● Set problem: Copy the data from the line containing "Would you kindly pick out the distant" through the end, substituting "ridge line" for each occurrence of "mountain range" and leaving everything else unchanged.
# Start of Exercise data
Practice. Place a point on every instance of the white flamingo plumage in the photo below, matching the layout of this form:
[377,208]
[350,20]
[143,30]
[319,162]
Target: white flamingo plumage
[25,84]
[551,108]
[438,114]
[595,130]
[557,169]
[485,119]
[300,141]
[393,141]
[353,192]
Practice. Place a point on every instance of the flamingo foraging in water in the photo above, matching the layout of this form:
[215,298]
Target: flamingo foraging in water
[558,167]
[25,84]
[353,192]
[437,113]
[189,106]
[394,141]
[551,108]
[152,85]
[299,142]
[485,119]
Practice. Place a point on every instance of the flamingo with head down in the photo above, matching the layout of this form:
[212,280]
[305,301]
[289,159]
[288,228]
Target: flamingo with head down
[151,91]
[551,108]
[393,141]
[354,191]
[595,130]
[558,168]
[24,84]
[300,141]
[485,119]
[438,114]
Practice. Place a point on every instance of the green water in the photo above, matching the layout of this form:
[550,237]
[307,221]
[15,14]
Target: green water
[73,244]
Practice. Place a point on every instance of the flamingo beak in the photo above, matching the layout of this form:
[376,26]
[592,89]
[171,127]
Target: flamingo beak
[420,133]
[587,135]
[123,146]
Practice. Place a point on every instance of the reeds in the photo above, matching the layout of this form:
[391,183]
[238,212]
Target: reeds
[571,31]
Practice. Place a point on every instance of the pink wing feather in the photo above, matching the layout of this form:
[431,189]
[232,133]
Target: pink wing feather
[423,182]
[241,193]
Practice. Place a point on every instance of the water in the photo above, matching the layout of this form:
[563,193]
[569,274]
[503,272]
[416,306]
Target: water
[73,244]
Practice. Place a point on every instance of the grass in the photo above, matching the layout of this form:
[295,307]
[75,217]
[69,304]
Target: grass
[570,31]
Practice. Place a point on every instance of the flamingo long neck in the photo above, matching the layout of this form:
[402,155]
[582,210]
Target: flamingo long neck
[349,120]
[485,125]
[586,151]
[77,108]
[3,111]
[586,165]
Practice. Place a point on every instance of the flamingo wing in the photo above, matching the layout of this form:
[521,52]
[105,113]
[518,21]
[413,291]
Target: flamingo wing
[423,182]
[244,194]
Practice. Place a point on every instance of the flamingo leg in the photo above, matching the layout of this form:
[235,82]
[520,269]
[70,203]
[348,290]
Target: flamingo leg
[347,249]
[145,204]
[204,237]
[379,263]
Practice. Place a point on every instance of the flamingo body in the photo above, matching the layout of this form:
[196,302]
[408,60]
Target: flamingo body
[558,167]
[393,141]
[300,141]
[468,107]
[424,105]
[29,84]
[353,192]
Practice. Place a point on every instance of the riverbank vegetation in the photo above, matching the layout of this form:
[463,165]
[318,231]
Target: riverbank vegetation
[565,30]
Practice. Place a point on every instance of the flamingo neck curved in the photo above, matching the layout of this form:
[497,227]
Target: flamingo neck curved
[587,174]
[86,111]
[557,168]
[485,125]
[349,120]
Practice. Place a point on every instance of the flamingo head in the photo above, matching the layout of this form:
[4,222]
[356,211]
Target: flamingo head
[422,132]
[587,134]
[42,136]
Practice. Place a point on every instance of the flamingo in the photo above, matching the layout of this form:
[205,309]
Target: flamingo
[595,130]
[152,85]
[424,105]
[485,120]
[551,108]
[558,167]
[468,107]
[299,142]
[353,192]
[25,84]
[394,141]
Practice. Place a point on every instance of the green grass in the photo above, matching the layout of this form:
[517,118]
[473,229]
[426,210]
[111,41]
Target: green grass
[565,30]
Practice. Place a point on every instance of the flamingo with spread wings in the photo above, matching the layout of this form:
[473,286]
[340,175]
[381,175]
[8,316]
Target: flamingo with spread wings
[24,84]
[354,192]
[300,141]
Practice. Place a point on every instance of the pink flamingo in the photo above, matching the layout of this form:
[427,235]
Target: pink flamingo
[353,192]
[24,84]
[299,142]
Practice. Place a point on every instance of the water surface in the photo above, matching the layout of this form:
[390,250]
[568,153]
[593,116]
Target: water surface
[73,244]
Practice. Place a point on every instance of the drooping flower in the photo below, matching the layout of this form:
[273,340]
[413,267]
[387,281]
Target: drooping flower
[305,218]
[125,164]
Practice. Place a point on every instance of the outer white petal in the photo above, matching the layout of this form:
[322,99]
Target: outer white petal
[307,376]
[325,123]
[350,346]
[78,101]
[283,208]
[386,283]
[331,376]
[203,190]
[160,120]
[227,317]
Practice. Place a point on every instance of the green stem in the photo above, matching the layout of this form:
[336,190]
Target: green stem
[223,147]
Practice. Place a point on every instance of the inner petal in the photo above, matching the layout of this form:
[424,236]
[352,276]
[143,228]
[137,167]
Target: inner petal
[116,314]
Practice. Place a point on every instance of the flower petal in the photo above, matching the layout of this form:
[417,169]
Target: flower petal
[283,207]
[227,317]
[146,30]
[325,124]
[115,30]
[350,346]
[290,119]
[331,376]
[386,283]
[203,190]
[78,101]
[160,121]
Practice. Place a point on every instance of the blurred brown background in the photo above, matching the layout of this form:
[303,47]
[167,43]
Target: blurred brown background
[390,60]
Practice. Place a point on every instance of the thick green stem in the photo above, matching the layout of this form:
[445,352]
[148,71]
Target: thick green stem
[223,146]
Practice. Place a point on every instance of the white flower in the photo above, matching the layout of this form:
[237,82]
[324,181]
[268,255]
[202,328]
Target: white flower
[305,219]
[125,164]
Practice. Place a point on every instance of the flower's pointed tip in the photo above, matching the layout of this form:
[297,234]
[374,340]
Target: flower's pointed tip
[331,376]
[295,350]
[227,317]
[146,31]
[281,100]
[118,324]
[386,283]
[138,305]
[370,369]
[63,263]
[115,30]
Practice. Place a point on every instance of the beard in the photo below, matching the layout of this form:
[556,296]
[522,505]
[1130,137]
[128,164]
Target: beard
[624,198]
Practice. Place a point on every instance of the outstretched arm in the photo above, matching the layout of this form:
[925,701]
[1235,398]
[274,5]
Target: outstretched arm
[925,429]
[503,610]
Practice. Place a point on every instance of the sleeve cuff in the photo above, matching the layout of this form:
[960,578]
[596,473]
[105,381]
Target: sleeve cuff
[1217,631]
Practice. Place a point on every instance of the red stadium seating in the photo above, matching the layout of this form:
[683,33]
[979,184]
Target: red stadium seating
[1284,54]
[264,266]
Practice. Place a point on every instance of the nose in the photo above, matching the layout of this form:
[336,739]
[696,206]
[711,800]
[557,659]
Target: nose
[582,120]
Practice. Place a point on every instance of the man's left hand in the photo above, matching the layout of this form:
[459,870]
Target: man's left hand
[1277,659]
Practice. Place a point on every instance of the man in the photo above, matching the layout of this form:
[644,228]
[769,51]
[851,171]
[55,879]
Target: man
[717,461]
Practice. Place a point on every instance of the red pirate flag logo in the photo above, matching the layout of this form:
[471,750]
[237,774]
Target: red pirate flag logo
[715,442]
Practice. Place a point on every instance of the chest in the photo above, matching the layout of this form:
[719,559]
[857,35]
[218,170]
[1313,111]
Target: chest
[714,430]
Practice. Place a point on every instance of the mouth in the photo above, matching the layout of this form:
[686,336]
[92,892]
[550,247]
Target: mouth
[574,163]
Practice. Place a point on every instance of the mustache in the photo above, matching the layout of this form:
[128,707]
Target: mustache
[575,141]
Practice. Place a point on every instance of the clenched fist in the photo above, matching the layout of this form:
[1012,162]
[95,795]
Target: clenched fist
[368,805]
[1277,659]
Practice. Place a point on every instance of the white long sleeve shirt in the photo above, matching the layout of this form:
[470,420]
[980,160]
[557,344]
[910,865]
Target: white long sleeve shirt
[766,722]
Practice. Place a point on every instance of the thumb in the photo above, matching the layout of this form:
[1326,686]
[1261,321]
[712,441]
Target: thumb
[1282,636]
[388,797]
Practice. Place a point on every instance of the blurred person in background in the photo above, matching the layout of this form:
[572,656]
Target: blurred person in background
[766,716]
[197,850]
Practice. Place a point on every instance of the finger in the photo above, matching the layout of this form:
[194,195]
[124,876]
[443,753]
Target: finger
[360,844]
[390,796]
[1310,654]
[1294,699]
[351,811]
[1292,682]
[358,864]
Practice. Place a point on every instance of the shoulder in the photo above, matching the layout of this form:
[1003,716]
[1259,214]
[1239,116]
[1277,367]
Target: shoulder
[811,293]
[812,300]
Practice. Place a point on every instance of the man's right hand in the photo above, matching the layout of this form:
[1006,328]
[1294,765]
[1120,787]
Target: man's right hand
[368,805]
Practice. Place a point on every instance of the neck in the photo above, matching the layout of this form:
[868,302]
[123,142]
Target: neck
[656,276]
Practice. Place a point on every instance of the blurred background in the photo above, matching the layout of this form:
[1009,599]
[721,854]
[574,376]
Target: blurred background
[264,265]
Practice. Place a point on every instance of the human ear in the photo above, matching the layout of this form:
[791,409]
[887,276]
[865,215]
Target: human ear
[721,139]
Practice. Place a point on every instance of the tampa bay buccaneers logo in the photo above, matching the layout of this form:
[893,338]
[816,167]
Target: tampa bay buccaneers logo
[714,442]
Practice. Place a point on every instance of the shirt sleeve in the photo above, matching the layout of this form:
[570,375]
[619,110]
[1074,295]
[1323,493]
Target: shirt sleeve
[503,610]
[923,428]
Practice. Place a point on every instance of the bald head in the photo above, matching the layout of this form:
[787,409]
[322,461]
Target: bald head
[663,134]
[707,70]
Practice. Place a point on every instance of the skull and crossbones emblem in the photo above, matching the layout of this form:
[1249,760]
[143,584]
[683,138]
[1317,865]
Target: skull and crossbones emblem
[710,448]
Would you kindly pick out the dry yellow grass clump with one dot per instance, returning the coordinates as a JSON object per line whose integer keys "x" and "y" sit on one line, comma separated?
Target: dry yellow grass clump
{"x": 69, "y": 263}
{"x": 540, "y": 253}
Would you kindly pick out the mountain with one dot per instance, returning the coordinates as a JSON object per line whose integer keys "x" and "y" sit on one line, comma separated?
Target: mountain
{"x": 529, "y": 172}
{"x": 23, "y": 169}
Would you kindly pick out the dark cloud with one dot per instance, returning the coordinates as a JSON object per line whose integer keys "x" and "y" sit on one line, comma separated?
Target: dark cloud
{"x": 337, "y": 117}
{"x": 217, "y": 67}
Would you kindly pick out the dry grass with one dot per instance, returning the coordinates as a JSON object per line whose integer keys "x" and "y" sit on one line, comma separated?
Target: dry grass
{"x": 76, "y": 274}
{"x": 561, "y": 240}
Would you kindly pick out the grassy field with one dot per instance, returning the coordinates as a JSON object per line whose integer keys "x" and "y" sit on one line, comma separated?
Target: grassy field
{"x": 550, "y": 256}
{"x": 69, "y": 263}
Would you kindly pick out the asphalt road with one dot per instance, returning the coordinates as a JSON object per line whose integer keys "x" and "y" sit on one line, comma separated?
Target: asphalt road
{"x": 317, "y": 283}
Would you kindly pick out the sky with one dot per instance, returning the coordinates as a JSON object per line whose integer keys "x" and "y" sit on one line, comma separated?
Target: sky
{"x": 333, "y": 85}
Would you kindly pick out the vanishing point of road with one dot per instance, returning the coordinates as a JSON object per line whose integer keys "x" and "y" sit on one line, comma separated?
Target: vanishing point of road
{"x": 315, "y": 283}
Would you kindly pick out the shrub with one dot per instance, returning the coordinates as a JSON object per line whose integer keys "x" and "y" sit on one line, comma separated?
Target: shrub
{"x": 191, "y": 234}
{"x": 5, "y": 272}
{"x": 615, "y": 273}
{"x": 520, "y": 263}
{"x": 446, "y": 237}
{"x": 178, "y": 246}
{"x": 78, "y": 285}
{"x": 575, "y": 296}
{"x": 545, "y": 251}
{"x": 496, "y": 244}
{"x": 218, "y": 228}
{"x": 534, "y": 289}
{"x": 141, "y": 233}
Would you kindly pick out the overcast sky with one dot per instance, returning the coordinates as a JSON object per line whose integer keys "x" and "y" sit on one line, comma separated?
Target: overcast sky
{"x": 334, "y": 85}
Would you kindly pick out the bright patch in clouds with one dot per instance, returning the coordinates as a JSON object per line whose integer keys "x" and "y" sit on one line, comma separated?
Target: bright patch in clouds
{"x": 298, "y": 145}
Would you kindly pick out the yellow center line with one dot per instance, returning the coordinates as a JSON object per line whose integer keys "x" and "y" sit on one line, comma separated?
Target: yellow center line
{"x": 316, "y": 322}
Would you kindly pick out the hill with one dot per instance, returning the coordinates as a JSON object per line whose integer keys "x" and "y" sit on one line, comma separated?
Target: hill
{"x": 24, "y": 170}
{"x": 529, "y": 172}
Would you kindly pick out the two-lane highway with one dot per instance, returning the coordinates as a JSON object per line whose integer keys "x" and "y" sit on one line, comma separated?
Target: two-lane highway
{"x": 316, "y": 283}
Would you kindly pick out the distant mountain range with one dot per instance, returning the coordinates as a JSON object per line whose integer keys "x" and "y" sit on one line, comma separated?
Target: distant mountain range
# End of Exercise data
● Task solution:
Would you kindly pick out the distant ridge line with one dot per instance, returning the coordinates as a JSON object per line whose integer keys "x" and "y" sit on one line, comma separated?
Target: distant ridge line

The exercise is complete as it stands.